▶ _Problem to solve_: Look below for the line that contains "of the pinstripe", then quote it and all the lines after it, exactly, with the pictures left out.

▶ _Records to use_:

*****

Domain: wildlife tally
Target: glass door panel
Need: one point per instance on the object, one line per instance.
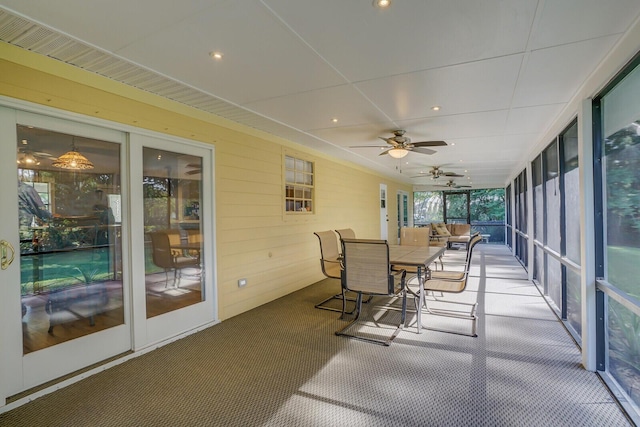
(174, 252)
(70, 238)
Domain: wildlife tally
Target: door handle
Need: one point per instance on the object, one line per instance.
(5, 260)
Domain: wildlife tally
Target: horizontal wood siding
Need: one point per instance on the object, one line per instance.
(276, 252)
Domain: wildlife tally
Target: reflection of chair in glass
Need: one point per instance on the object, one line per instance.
(346, 233)
(367, 271)
(448, 282)
(168, 258)
(330, 262)
(194, 240)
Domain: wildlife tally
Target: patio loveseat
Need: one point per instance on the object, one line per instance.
(451, 233)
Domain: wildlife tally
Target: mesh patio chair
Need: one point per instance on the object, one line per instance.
(331, 264)
(367, 272)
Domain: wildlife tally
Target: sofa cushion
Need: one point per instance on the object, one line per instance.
(461, 229)
(440, 229)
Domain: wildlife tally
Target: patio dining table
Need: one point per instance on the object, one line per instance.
(420, 257)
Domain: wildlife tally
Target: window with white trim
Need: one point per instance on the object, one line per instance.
(298, 185)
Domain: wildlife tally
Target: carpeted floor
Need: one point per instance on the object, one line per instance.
(282, 365)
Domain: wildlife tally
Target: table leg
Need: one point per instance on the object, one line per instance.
(420, 300)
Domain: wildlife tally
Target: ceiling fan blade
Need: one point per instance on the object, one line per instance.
(429, 144)
(390, 141)
(422, 150)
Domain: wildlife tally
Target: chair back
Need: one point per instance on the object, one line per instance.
(194, 237)
(346, 233)
(410, 236)
(366, 266)
(329, 255)
(472, 243)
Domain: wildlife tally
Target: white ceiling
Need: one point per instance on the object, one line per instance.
(501, 71)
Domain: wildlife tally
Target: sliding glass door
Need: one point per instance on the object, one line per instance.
(64, 292)
(173, 182)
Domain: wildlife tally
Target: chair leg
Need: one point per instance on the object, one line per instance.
(386, 342)
(166, 277)
(456, 315)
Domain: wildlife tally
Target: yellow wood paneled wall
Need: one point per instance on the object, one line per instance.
(275, 252)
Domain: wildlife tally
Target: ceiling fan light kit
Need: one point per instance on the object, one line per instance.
(397, 153)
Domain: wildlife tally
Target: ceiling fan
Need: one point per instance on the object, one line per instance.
(436, 173)
(400, 145)
(452, 184)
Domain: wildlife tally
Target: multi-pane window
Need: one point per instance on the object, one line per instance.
(299, 184)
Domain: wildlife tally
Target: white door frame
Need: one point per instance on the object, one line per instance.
(401, 211)
(32, 369)
(18, 372)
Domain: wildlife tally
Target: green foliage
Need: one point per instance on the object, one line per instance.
(622, 159)
(485, 205)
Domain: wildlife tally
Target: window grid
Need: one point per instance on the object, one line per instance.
(299, 185)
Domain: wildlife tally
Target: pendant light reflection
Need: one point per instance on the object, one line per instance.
(72, 160)
(28, 159)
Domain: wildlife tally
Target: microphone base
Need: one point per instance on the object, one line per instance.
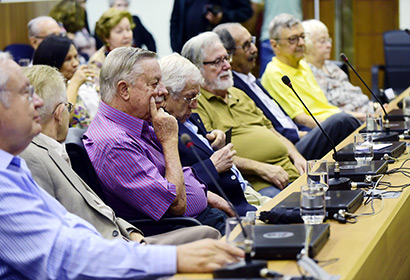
(341, 183)
(241, 270)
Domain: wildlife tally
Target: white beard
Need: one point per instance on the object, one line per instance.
(219, 84)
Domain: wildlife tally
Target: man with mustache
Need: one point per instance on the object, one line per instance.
(310, 142)
(287, 38)
(40, 239)
(265, 154)
(133, 145)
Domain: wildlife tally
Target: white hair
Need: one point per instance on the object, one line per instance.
(32, 25)
(177, 71)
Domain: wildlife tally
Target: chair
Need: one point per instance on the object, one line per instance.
(82, 165)
(397, 62)
(20, 51)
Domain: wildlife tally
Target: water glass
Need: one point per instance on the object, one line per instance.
(318, 172)
(374, 122)
(235, 236)
(406, 108)
(312, 203)
(363, 148)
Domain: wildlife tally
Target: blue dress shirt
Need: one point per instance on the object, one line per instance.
(39, 239)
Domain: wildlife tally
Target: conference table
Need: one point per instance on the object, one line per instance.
(376, 247)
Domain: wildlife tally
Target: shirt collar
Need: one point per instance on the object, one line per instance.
(5, 159)
(132, 125)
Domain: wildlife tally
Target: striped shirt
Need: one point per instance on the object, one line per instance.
(130, 164)
(39, 239)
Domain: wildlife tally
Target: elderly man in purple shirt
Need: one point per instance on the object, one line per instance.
(133, 145)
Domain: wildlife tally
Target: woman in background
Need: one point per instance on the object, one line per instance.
(114, 28)
(60, 52)
(331, 79)
(141, 35)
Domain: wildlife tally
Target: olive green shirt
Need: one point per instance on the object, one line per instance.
(251, 134)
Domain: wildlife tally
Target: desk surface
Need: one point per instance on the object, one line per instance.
(376, 247)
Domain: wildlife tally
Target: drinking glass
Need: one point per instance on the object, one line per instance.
(318, 172)
(363, 148)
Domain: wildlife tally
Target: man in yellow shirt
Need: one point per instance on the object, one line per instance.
(265, 156)
(287, 40)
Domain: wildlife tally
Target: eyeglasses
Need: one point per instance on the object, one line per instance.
(219, 61)
(293, 40)
(247, 45)
(192, 99)
(323, 41)
(69, 106)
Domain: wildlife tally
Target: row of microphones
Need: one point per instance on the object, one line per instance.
(386, 116)
(249, 268)
(336, 182)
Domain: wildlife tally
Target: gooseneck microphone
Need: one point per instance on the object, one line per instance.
(336, 182)
(249, 268)
(386, 116)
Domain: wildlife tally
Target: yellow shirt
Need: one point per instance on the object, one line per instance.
(251, 134)
(304, 84)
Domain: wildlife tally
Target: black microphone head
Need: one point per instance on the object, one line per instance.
(186, 139)
(286, 81)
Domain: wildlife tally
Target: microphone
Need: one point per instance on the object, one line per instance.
(248, 268)
(386, 116)
(336, 182)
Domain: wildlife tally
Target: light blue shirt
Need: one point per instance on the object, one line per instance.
(39, 239)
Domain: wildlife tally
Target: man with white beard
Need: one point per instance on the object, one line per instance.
(266, 156)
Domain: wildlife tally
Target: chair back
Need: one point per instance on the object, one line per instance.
(20, 51)
(397, 60)
(80, 161)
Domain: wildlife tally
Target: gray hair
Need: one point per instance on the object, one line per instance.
(32, 25)
(112, 2)
(177, 71)
(224, 32)
(281, 21)
(4, 78)
(194, 49)
(312, 26)
(121, 64)
(48, 84)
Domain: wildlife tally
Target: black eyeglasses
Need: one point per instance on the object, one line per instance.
(293, 39)
(69, 106)
(192, 99)
(247, 45)
(219, 61)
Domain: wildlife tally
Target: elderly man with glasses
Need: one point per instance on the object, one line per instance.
(287, 38)
(265, 156)
(309, 142)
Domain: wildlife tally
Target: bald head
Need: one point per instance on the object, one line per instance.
(41, 27)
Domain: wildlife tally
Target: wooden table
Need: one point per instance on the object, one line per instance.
(376, 247)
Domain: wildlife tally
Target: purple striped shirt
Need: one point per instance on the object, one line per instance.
(129, 162)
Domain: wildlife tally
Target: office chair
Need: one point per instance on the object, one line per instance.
(82, 165)
(397, 62)
(20, 51)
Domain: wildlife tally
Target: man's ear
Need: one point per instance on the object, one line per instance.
(33, 42)
(58, 113)
(123, 90)
(274, 44)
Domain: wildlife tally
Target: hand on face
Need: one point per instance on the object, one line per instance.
(165, 125)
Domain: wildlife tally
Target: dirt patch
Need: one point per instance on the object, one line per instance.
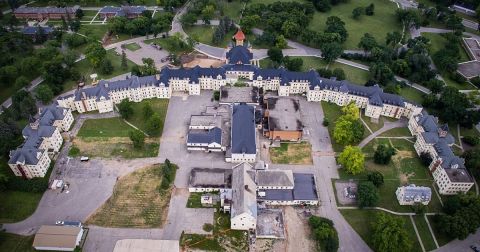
(298, 232)
(136, 201)
(292, 153)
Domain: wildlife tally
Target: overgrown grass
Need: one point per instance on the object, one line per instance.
(223, 238)
(16, 243)
(361, 221)
(424, 233)
(378, 25)
(292, 153)
(137, 201)
(159, 106)
(105, 127)
(132, 46)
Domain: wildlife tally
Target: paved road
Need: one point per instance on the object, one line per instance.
(386, 126)
(325, 168)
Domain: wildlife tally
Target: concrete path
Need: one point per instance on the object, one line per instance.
(386, 126)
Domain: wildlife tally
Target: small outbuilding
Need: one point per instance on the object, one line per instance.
(58, 238)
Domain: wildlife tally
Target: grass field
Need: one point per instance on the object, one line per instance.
(204, 34)
(108, 127)
(292, 153)
(361, 221)
(397, 132)
(223, 238)
(352, 74)
(16, 206)
(424, 233)
(86, 69)
(132, 46)
(411, 94)
(137, 201)
(159, 106)
(16, 243)
(379, 25)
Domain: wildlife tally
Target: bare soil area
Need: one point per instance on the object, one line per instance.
(298, 232)
(136, 201)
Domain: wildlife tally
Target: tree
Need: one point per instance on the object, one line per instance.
(281, 42)
(95, 53)
(367, 194)
(125, 108)
(137, 138)
(351, 111)
(248, 22)
(294, 64)
(124, 64)
(147, 111)
(335, 25)
(154, 124)
(370, 10)
(44, 93)
(376, 178)
(207, 13)
(352, 159)
(339, 73)
(383, 154)
(79, 13)
(357, 12)
(389, 234)
(106, 66)
(331, 51)
(393, 38)
(367, 42)
(275, 54)
(380, 73)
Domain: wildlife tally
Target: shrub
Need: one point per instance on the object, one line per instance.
(471, 140)
(207, 227)
(74, 151)
(324, 233)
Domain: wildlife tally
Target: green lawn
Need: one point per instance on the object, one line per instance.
(159, 106)
(397, 132)
(379, 25)
(86, 69)
(361, 221)
(204, 34)
(16, 206)
(132, 46)
(107, 127)
(352, 74)
(412, 95)
(424, 233)
(16, 243)
(332, 113)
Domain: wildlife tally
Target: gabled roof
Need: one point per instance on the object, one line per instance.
(243, 129)
(27, 155)
(239, 35)
(239, 55)
(213, 135)
(244, 197)
(32, 30)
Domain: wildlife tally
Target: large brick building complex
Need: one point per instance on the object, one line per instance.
(240, 65)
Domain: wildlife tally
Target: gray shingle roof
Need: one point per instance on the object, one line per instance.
(412, 192)
(213, 135)
(244, 197)
(239, 55)
(25, 155)
(243, 129)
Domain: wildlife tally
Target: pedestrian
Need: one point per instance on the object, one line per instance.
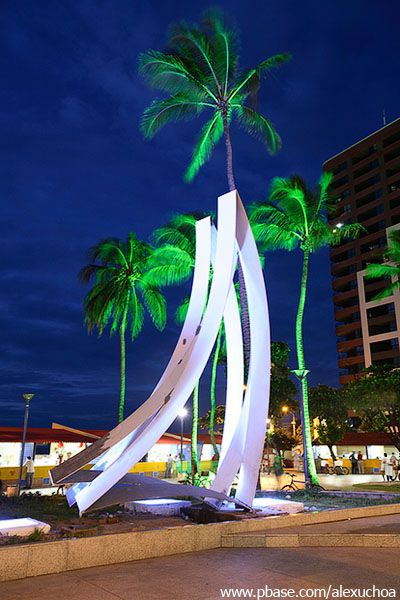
(353, 461)
(393, 463)
(384, 461)
(30, 471)
(170, 462)
(277, 468)
(389, 472)
(360, 462)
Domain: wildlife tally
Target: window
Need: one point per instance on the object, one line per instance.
(340, 167)
(345, 194)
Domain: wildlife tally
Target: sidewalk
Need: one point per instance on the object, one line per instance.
(202, 575)
(328, 482)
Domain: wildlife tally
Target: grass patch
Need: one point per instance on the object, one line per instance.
(388, 488)
(49, 509)
(320, 501)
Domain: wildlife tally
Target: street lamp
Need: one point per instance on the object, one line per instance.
(268, 467)
(182, 414)
(27, 398)
(286, 409)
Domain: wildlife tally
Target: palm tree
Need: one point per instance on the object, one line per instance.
(390, 268)
(296, 216)
(122, 289)
(200, 72)
(173, 261)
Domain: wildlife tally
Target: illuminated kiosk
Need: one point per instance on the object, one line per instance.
(111, 457)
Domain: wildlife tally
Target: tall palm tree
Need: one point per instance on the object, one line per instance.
(296, 216)
(390, 266)
(123, 288)
(200, 72)
(173, 262)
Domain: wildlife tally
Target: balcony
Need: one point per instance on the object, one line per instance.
(391, 155)
(366, 169)
(364, 154)
(391, 139)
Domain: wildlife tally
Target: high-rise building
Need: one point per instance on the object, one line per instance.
(367, 184)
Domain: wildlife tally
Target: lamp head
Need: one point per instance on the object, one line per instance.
(27, 397)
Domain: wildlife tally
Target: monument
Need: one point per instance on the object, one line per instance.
(108, 480)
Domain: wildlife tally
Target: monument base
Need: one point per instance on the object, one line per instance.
(22, 527)
(165, 506)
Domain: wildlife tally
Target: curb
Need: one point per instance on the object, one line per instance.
(41, 558)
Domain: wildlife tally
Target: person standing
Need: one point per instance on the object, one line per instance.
(30, 471)
(393, 463)
(353, 461)
(360, 462)
(170, 462)
(384, 462)
(277, 468)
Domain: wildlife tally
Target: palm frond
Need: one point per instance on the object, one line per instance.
(210, 134)
(374, 271)
(248, 82)
(259, 126)
(224, 46)
(169, 73)
(171, 234)
(181, 311)
(174, 108)
(338, 234)
(155, 303)
(194, 45)
(290, 195)
(169, 265)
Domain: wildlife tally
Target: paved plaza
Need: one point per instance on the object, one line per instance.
(202, 575)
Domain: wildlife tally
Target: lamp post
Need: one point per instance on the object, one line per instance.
(268, 466)
(301, 374)
(286, 409)
(27, 398)
(182, 414)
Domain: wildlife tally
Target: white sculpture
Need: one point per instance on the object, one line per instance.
(246, 414)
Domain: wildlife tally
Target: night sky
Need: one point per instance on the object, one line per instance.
(75, 169)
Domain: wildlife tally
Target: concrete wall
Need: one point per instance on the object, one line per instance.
(17, 562)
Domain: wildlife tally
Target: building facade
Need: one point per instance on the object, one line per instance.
(367, 185)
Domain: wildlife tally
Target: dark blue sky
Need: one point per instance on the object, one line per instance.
(75, 169)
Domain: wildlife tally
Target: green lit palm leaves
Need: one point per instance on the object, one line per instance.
(123, 288)
(390, 267)
(200, 71)
(297, 216)
(173, 262)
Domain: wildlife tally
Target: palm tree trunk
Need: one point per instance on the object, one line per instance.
(195, 419)
(242, 285)
(212, 391)
(229, 167)
(122, 392)
(308, 452)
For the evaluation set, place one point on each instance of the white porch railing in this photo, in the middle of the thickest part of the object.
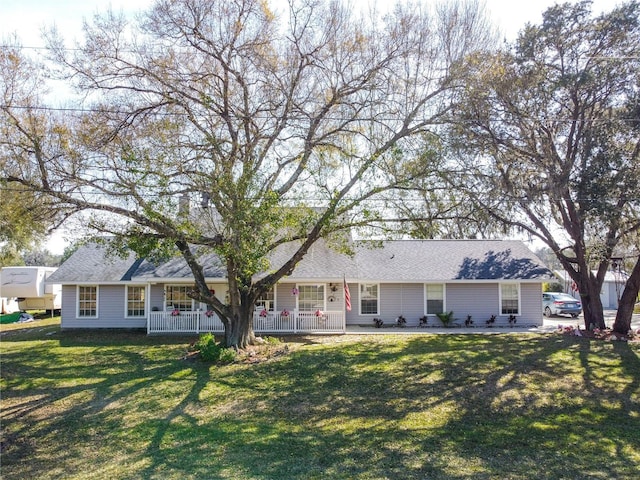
(272, 322)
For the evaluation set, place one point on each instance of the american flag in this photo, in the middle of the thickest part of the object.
(347, 295)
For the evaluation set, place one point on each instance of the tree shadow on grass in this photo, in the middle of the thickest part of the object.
(502, 410)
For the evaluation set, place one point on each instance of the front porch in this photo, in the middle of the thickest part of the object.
(263, 322)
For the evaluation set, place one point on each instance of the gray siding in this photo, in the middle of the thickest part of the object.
(334, 301)
(531, 308)
(283, 297)
(111, 309)
(480, 300)
(156, 298)
(395, 299)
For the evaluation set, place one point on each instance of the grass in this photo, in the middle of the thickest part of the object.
(15, 316)
(80, 405)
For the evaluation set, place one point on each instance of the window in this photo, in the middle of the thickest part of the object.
(509, 299)
(311, 297)
(135, 301)
(435, 298)
(266, 301)
(87, 301)
(176, 297)
(369, 299)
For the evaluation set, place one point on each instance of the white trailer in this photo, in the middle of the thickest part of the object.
(28, 285)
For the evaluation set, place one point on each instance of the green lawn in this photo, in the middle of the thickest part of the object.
(122, 405)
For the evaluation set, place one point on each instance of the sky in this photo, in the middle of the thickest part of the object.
(26, 18)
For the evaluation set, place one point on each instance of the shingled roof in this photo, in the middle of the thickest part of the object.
(395, 261)
(93, 263)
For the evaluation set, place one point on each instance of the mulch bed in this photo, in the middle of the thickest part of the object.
(597, 334)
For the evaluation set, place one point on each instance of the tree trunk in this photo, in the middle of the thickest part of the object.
(238, 331)
(624, 315)
(591, 304)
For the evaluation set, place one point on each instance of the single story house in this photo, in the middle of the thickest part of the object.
(415, 279)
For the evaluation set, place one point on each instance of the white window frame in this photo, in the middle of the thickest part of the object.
(267, 301)
(426, 297)
(360, 287)
(324, 295)
(78, 309)
(167, 307)
(519, 290)
(144, 301)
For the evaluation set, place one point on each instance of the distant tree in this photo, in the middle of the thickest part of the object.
(549, 134)
(280, 128)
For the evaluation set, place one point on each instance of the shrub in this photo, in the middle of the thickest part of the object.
(210, 351)
(446, 318)
(227, 355)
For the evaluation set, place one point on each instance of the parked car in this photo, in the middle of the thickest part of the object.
(555, 303)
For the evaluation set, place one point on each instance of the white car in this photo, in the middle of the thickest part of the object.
(556, 303)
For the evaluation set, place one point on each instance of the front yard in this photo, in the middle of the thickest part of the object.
(79, 405)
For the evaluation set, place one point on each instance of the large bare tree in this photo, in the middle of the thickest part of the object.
(550, 139)
(26, 216)
(281, 125)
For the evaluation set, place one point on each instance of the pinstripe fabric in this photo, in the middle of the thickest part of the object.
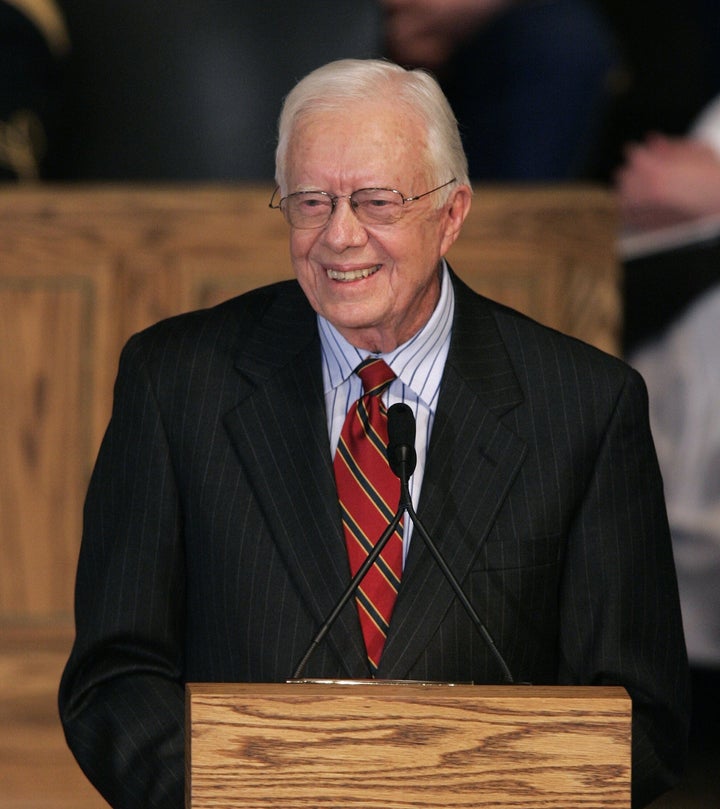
(213, 549)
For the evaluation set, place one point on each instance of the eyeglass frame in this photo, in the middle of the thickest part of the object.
(334, 199)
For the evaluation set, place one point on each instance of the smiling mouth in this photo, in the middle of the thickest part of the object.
(352, 275)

*****

▶ _Completed exercise_:
For the evaluation set, place one point on each instance of the pinstripe fabric in this photo, in the middle of the thickest part of the object.
(213, 549)
For the evaluation set, place one point on each instance of the eyeglass frame in this photo, in the middle of the thickest part of the object.
(334, 199)
For the evaluation set, place one point on each instance of the smiling mouth in this photo, in the middle of the thickest part of the object.
(352, 275)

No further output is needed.